::: Source extract :::

Welcome to European Tribune. It's gone a bit quiet around here these days, but it's still going.
Display:
As I understand it, this is the same idea that I came across for the first time some 20 years ago. The basic physics is sound, you put in neutrinos to change the isotope of the atoms, moving to a faster decaying path and collecting the energy instead of having it slowly decaying.

Though I must admit that I have not followed the topic closely, my impression is that the technical implementation has been harder then the physics, and that the bold ideas of using up waste has been replaced by newly mined isotopes. But I am open for correction here.

Sweden's finest (and perhaps only) collaborative, leftist e-newspaper Synapze.se

by A swedish kind of death on Wed Dec 7th, 2011 at 08:43:33 AM EST
[ Parent ]
From here:

Thorium is found in small amounts in most rocks and soils; it is three times more abundant than tin in the Earth's crust and is about as common as lead.

[and later]

Present knowledge of the distribution of thorium resources is poor because of the relatively low-key exploration efforts arising out of insignificant demand.

::: Dataset records :::

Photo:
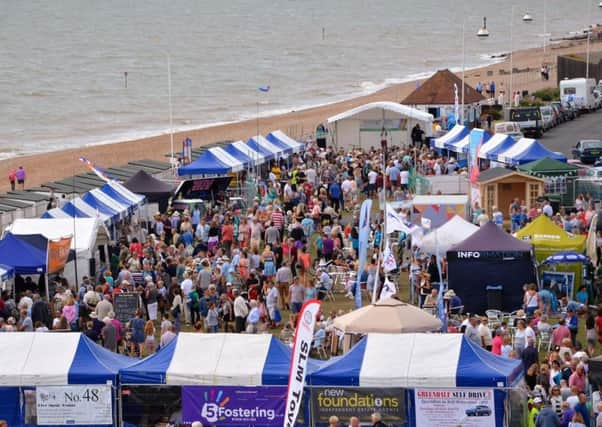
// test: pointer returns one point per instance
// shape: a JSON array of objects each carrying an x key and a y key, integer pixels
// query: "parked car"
[
  {"x": 588, "y": 150},
  {"x": 529, "y": 120},
  {"x": 549, "y": 119},
  {"x": 511, "y": 129},
  {"x": 479, "y": 411}
]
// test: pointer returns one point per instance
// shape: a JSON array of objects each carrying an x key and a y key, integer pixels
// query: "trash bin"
[{"x": 494, "y": 297}]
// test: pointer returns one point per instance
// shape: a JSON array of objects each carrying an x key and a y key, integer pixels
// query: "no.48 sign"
[{"x": 74, "y": 404}]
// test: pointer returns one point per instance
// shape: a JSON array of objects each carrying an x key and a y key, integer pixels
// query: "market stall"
[
  {"x": 489, "y": 269},
  {"x": 197, "y": 374},
  {"x": 57, "y": 379},
  {"x": 418, "y": 380}
]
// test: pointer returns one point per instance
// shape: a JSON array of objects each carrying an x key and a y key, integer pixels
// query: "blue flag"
[{"x": 364, "y": 234}]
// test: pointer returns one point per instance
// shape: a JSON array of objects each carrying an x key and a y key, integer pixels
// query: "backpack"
[{"x": 335, "y": 191}]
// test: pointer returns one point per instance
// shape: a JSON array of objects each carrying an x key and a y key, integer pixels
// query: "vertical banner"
[
  {"x": 467, "y": 407},
  {"x": 58, "y": 253},
  {"x": 301, "y": 347},
  {"x": 364, "y": 234},
  {"x": 231, "y": 406},
  {"x": 476, "y": 139}
]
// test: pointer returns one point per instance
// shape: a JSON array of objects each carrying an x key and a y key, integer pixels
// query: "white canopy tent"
[
  {"x": 87, "y": 233},
  {"x": 441, "y": 239},
  {"x": 361, "y": 126},
  {"x": 228, "y": 159}
]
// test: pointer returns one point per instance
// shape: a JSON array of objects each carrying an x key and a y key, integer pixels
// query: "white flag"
[
  {"x": 389, "y": 263},
  {"x": 389, "y": 289},
  {"x": 302, "y": 346}
]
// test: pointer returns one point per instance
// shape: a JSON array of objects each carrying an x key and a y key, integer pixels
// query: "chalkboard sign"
[{"x": 125, "y": 306}]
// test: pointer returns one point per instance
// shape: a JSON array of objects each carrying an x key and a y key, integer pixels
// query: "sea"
[{"x": 81, "y": 72}]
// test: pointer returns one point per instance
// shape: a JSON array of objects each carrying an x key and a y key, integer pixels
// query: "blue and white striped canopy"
[
  {"x": 566, "y": 258},
  {"x": 214, "y": 359},
  {"x": 57, "y": 358},
  {"x": 418, "y": 361}
]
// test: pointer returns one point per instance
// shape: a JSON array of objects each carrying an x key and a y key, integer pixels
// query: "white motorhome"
[{"x": 580, "y": 92}]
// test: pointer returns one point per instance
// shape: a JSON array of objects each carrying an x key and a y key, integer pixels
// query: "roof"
[
  {"x": 494, "y": 174},
  {"x": 57, "y": 358},
  {"x": 382, "y": 110},
  {"x": 439, "y": 90},
  {"x": 549, "y": 166},
  {"x": 416, "y": 361},
  {"x": 214, "y": 359},
  {"x": 389, "y": 316},
  {"x": 442, "y": 238},
  {"x": 490, "y": 237}
]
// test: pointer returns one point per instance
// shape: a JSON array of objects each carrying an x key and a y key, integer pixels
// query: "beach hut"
[
  {"x": 490, "y": 258},
  {"x": 437, "y": 96},
  {"x": 198, "y": 369},
  {"x": 418, "y": 379},
  {"x": 58, "y": 378},
  {"x": 499, "y": 187},
  {"x": 361, "y": 127}
]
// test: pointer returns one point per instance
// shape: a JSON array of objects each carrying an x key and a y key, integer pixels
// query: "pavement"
[{"x": 565, "y": 136}]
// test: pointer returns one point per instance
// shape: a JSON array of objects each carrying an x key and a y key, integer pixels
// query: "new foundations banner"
[
  {"x": 230, "y": 405},
  {"x": 454, "y": 407},
  {"x": 358, "y": 402}
]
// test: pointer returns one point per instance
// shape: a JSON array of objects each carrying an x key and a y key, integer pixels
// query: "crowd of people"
[{"x": 249, "y": 270}]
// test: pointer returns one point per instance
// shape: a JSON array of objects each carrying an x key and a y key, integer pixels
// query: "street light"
[{"x": 482, "y": 33}]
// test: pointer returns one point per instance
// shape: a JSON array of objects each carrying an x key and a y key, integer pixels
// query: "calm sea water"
[{"x": 62, "y": 63}]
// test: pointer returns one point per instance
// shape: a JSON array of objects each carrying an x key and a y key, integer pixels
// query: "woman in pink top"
[{"x": 69, "y": 310}]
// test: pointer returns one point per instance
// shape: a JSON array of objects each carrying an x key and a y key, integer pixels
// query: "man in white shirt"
[
  {"x": 186, "y": 287},
  {"x": 240, "y": 311},
  {"x": 372, "y": 175}
]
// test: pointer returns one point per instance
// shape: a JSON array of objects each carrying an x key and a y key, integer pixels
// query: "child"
[
  {"x": 212, "y": 318},
  {"x": 149, "y": 337}
]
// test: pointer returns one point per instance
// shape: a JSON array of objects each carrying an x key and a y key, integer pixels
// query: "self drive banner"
[
  {"x": 364, "y": 234},
  {"x": 358, "y": 402},
  {"x": 58, "y": 253},
  {"x": 74, "y": 404},
  {"x": 301, "y": 348},
  {"x": 231, "y": 405},
  {"x": 466, "y": 407}
]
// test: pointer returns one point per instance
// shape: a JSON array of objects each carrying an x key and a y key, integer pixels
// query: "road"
[{"x": 564, "y": 137}]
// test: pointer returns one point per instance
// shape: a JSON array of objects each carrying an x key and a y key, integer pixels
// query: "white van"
[{"x": 580, "y": 92}]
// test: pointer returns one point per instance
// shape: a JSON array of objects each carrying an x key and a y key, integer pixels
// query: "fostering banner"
[
  {"x": 466, "y": 407},
  {"x": 74, "y": 404},
  {"x": 358, "y": 402},
  {"x": 230, "y": 405}
]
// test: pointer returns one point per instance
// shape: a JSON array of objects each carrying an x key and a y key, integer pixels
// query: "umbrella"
[
  {"x": 387, "y": 316},
  {"x": 566, "y": 257}
]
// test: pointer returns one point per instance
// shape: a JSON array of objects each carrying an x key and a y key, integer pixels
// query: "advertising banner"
[
  {"x": 301, "y": 347},
  {"x": 58, "y": 253},
  {"x": 230, "y": 405},
  {"x": 74, "y": 404},
  {"x": 358, "y": 402},
  {"x": 466, "y": 407}
]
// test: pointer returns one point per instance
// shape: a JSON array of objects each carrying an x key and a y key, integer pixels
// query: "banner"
[
  {"x": 358, "y": 402},
  {"x": 74, "y": 404},
  {"x": 364, "y": 234},
  {"x": 466, "y": 407},
  {"x": 229, "y": 405},
  {"x": 301, "y": 347},
  {"x": 58, "y": 253}
]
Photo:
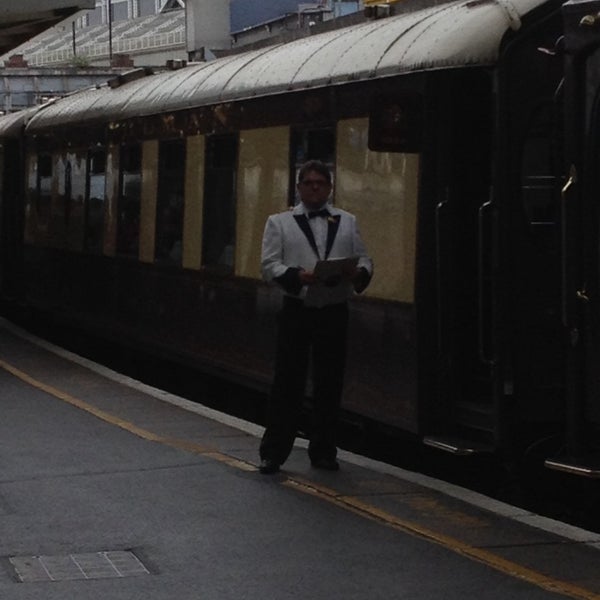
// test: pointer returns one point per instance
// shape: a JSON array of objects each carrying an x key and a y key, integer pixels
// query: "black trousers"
[{"x": 306, "y": 336}]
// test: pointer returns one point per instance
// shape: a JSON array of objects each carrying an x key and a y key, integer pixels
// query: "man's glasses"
[{"x": 315, "y": 182}]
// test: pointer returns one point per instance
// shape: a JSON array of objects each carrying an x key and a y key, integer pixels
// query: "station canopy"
[{"x": 20, "y": 20}]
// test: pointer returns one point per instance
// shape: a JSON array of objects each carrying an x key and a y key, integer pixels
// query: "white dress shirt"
[{"x": 285, "y": 245}]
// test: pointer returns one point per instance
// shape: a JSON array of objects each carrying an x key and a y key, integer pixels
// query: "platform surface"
[{"x": 112, "y": 490}]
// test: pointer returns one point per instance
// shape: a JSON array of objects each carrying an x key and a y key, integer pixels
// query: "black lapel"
[
  {"x": 333, "y": 224},
  {"x": 303, "y": 224}
]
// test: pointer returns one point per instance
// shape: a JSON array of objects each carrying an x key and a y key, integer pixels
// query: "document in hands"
[{"x": 335, "y": 267}]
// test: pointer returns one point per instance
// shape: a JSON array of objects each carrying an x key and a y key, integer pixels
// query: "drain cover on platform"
[{"x": 92, "y": 565}]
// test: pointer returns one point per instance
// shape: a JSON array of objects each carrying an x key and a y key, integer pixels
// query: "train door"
[
  {"x": 502, "y": 348},
  {"x": 527, "y": 179},
  {"x": 581, "y": 242}
]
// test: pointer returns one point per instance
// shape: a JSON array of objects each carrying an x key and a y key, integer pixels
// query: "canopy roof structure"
[
  {"x": 21, "y": 20},
  {"x": 457, "y": 34}
]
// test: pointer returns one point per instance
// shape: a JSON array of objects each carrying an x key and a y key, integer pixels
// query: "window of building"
[
  {"x": 130, "y": 187},
  {"x": 170, "y": 202},
  {"x": 218, "y": 235}
]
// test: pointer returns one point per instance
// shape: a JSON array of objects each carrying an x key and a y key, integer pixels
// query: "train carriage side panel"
[{"x": 263, "y": 179}]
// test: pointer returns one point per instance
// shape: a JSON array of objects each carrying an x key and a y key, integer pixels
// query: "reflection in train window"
[
  {"x": 218, "y": 232},
  {"x": 71, "y": 190},
  {"x": 44, "y": 188},
  {"x": 130, "y": 184},
  {"x": 94, "y": 217},
  {"x": 170, "y": 200}
]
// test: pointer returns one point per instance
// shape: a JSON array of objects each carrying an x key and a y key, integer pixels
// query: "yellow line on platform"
[
  {"x": 348, "y": 503},
  {"x": 478, "y": 554},
  {"x": 145, "y": 434}
]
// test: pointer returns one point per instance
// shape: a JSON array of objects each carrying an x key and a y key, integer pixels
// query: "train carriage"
[{"x": 145, "y": 202}]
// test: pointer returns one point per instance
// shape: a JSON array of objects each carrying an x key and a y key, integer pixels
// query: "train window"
[
  {"x": 310, "y": 144},
  {"x": 44, "y": 188},
  {"x": 130, "y": 188},
  {"x": 71, "y": 179},
  {"x": 94, "y": 209},
  {"x": 170, "y": 200},
  {"x": 538, "y": 183},
  {"x": 395, "y": 123},
  {"x": 218, "y": 232}
]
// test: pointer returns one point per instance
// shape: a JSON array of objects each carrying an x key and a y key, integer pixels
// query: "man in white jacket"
[{"x": 314, "y": 252}]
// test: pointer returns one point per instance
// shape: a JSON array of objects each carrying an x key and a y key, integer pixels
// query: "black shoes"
[
  {"x": 268, "y": 466},
  {"x": 325, "y": 464}
]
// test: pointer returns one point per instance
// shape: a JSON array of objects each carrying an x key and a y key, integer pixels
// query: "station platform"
[{"x": 111, "y": 490}]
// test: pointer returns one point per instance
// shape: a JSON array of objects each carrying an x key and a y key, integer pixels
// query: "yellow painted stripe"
[
  {"x": 349, "y": 503},
  {"x": 478, "y": 554},
  {"x": 145, "y": 434}
]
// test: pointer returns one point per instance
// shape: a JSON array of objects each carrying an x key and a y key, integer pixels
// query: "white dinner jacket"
[{"x": 286, "y": 244}]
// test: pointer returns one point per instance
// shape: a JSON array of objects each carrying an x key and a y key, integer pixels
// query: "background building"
[{"x": 90, "y": 47}]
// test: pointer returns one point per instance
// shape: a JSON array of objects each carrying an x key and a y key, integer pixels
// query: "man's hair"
[{"x": 317, "y": 166}]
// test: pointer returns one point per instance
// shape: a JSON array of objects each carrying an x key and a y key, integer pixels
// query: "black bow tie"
[{"x": 319, "y": 213}]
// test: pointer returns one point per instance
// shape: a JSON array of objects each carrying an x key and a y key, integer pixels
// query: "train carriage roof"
[{"x": 461, "y": 33}]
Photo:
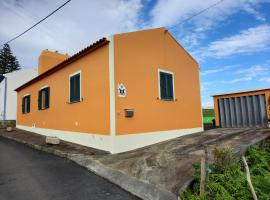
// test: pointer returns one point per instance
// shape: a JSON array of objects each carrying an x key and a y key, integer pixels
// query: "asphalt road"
[{"x": 27, "y": 174}]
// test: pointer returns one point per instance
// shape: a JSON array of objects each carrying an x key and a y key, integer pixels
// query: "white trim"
[
  {"x": 168, "y": 72},
  {"x": 27, "y": 94},
  {"x": 112, "y": 85},
  {"x": 45, "y": 86},
  {"x": 121, "y": 143},
  {"x": 129, "y": 142},
  {"x": 97, "y": 141},
  {"x": 73, "y": 74},
  {"x": 200, "y": 94}
]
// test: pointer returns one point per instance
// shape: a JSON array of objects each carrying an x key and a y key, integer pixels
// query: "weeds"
[{"x": 227, "y": 180}]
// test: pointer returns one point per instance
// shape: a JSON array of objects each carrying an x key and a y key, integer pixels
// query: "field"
[{"x": 208, "y": 116}]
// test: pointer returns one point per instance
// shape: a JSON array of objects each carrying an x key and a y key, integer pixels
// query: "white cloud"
[
  {"x": 176, "y": 11},
  {"x": 252, "y": 40},
  {"x": 253, "y": 71},
  {"x": 69, "y": 30},
  {"x": 217, "y": 70},
  {"x": 265, "y": 79}
]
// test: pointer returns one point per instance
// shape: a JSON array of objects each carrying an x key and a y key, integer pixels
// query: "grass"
[{"x": 227, "y": 177}]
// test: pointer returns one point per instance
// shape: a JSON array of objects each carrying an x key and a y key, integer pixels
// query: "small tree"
[{"x": 8, "y": 62}]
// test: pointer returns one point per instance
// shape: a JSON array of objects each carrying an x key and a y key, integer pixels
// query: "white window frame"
[
  {"x": 73, "y": 74},
  {"x": 43, "y": 87},
  {"x": 25, "y": 95},
  {"x": 159, "y": 94}
]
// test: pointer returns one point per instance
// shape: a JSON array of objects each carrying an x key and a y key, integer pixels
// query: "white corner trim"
[
  {"x": 27, "y": 94},
  {"x": 200, "y": 94},
  {"x": 45, "y": 86},
  {"x": 73, "y": 74},
  {"x": 129, "y": 142},
  {"x": 112, "y": 86},
  {"x": 97, "y": 141},
  {"x": 168, "y": 72}
]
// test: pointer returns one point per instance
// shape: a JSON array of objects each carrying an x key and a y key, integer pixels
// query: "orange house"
[{"x": 121, "y": 93}]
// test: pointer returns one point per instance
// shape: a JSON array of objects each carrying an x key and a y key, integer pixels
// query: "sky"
[{"x": 231, "y": 41}]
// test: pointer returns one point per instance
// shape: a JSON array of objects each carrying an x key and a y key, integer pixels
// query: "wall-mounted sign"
[{"x": 122, "y": 91}]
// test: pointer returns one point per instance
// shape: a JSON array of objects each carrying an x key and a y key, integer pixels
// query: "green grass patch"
[{"x": 227, "y": 177}]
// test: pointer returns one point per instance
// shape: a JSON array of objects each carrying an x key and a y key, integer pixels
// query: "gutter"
[{"x": 5, "y": 98}]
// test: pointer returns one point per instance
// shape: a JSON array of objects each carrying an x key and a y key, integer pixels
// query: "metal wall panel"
[
  {"x": 221, "y": 112},
  {"x": 232, "y": 112},
  {"x": 239, "y": 121},
  {"x": 262, "y": 106},
  {"x": 244, "y": 111},
  {"x": 227, "y": 112}
]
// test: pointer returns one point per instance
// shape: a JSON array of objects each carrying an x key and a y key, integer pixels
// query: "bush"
[{"x": 227, "y": 180}]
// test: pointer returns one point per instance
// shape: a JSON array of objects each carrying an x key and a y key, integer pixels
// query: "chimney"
[{"x": 49, "y": 59}]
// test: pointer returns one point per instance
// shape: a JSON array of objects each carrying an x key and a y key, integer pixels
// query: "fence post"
[{"x": 204, "y": 171}]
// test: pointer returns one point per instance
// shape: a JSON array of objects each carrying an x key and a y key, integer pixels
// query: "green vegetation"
[
  {"x": 208, "y": 116},
  {"x": 227, "y": 177}
]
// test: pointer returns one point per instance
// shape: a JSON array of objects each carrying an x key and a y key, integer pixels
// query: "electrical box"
[{"x": 129, "y": 112}]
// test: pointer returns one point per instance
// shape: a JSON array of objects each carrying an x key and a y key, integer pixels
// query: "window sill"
[
  {"x": 44, "y": 108},
  {"x": 25, "y": 113},
  {"x": 72, "y": 102}
]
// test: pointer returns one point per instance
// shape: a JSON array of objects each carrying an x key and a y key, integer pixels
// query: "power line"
[
  {"x": 196, "y": 14},
  {"x": 37, "y": 23}
]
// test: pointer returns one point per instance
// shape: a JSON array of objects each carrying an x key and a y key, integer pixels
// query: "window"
[
  {"x": 75, "y": 87},
  {"x": 166, "y": 85},
  {"x": 26, "y": 104},
  {"x": 44, "y": 98}
]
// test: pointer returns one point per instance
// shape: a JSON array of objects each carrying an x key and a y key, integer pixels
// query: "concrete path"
[
  {"x": 34, "y": 175},
  {"x": 155, "y": 172}
]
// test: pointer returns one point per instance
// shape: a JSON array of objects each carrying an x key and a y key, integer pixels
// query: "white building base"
[{"x": 113, "y": 144}]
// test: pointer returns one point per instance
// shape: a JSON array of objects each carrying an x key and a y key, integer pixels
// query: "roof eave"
[{"x": 66, "y": 62}]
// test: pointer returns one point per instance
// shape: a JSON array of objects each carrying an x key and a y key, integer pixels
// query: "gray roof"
[{"x": 240, "y": 91}]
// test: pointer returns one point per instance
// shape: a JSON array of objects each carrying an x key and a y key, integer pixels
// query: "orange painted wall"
[
  {"x": 138, "y": 56},
  {"x": 49, "y": 59},
  {"x": 266, "y": 92},
  {"x": 92, "y": 114}
]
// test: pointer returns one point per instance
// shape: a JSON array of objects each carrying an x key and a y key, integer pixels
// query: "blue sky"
[{"x": 230, "y": 41}]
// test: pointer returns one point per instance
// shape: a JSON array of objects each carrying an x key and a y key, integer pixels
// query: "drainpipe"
[{"x": 5, "y": 99}]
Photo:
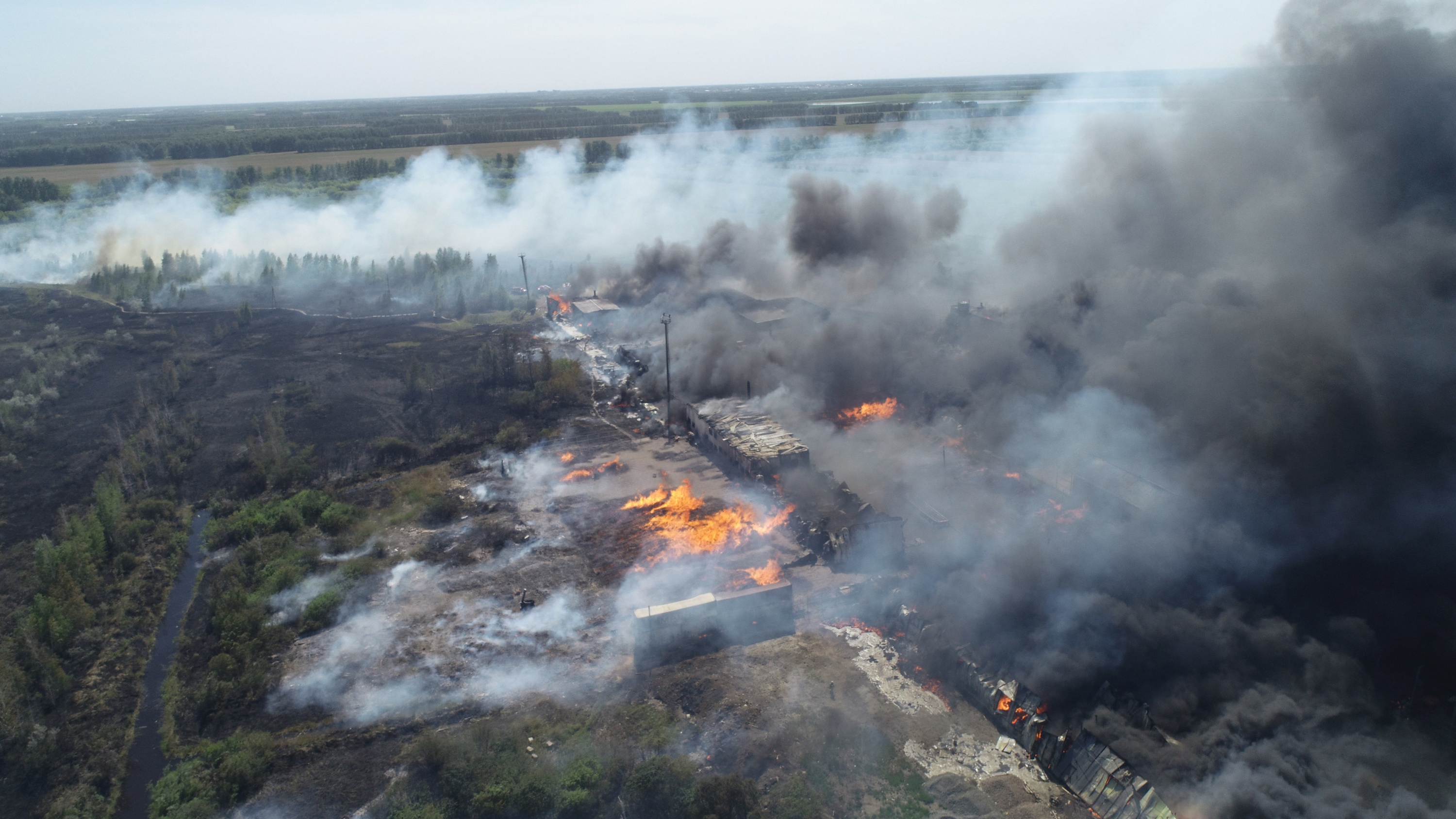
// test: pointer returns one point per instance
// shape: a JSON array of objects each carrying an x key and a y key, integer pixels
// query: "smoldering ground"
[{"x": 1247, "y": 300}]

:::

▶ Exercises to complete
A: Using the thorium discussion, decide whether each statement agrees with it, answering yes or no and quoting the deciding words: (i) the commenter first met the idea about 20 years ago; (ii) thorium is less abundant than tin in the Earth's crust; (iii) the distribution of thorium resources is poorly known.
B: According to the thorium discussion, why is present knowledge of where thorium resources lie so poor? Answer in one to three sentences.
C: Write the next part of the thorium discussion, starting after its last sentence.

▶ Results
A:
(i) Yes: "this is the same idea that I came across for the first time some 20 years ago"
(ii) No: "it is three times more abundant than tin in the Earth's crust"
(iii) Yes: "Present knowledge of the distribution of thorium resources is poor"

B: Knowledge of the distribution of thorium resources is poor because little effort has gone into exploring for it. That low-key exploration comes from the insignificant demand for thorium.

C:
Something may be "common" and still uneconomical to mine.  There's a whole bunch of gold in sea water and even at today's prices nobody has been foolish enough to try and extract it.

Further, I note the extensive use of the Future Tense in the Los Alamos Gee-Whiz page on Thorium Reactors as well as some out-right falsehoods [emphasis added:]

Because of no risk of proliferation or meltdown, thorium reactors can be made of almost any size.

NO risk?  

The thorium fuel cycle creates 233U, which, if separated from the reactor's fuel, can be used for making nuclear weapons.

[from the Wikipedia link]

And, once again, we see the nuke-power people are in half-truth/lying mode.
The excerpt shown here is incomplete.